+++ Information shown

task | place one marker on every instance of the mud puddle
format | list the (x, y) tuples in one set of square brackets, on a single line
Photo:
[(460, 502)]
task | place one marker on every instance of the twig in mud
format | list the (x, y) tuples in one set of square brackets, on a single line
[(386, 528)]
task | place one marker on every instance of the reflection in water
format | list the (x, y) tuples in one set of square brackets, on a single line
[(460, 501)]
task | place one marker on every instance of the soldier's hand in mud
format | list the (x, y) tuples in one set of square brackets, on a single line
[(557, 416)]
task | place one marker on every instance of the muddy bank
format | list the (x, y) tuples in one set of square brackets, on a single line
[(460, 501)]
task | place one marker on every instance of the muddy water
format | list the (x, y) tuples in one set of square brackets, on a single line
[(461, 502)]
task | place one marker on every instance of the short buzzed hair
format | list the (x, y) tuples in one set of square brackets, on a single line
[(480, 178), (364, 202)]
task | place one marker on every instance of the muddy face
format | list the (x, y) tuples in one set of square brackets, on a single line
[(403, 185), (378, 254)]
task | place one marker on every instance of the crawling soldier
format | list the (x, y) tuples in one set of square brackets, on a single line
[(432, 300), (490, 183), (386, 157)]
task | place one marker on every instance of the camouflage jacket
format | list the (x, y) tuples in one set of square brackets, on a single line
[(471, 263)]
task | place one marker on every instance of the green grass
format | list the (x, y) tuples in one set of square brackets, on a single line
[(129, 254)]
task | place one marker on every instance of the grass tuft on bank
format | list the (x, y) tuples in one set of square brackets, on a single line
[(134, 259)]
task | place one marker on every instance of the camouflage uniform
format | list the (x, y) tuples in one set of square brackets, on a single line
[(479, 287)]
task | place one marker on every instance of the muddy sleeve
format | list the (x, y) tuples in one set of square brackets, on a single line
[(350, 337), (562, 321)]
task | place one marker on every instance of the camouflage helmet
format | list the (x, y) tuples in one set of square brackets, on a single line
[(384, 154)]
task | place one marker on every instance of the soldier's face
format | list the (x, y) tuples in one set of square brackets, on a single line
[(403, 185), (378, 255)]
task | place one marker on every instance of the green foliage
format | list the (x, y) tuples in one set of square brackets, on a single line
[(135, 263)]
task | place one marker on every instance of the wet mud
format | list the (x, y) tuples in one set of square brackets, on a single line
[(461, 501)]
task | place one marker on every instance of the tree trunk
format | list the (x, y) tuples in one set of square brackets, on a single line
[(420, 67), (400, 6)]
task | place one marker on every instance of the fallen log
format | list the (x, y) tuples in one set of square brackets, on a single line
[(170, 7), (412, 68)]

++++++

Starting from the line with "the muddy face" and ending with the final line of the data, quote every line exactly, both ends included.

task | place one marker on every instance of the muddy face
format | list the (x, y) tuples in one set of square brackets, on a single line
[(403, 185), (378, 254)]
task | place one marker on every instance of the crawling soldier
format | list the (x, y) tuples in one set of square brackets, on a single line
[(432, 300), (490, 183), (386, 157)]
task | place one marker on every instance of the camouflage jacket
format | list the (x, y) tuples in one set of square brackets, on a single line
[(471, 263)]
task | place one marker on every instance of the green grass
format | list the (x, y) tuples in one set of square brackets, on a single line
[(129, 254)]
task | place one marker on every instance of the grass tuft on bank
format | list the (x, y) tuples in one set of square brackets, on a single line
[(134, 259)]
task | place one marker on every instance of the camouflage uniform
format | list the (x, y) tuples in one set of square brackets, on a single line
[(479, 287)]
task | place one marker on every instance of the muddy sleeve
format | list the (x, y) tuples in one set of square brackets, on a single line
[(350, 337), (562, 321)]
task | place one marker on every instance of the camouflage helmet
format | list the (x, y) tuples in one set of square brackets, on a single line
[(384, 154)]
task | place one marker on every instance of the soldier's face
format | list the (x, y) tuples in one set of square brackets, on a single line
[(403, 185), (378, 255)]
task | place one marker on every instance of the green foliage
format | list the (x, y) tuples in one set of square brackets, on a single line
[(135, 263)]
task | place one marker on every instance of the wet mud
format | list the (x, y) tuples in one set of square brackets, on a single line
[(461, 501)]
task | place one marker on every instance of the tree trunk
format | list the (x, y) tuples in one set of square brackets, on a single line
[(420, 67), (400, 6)]
task | place one marker on every instance of the fallen log
format | list the (x, y) tuples in one set of square brackets, on a single line
[(170, 7), (412, 68)]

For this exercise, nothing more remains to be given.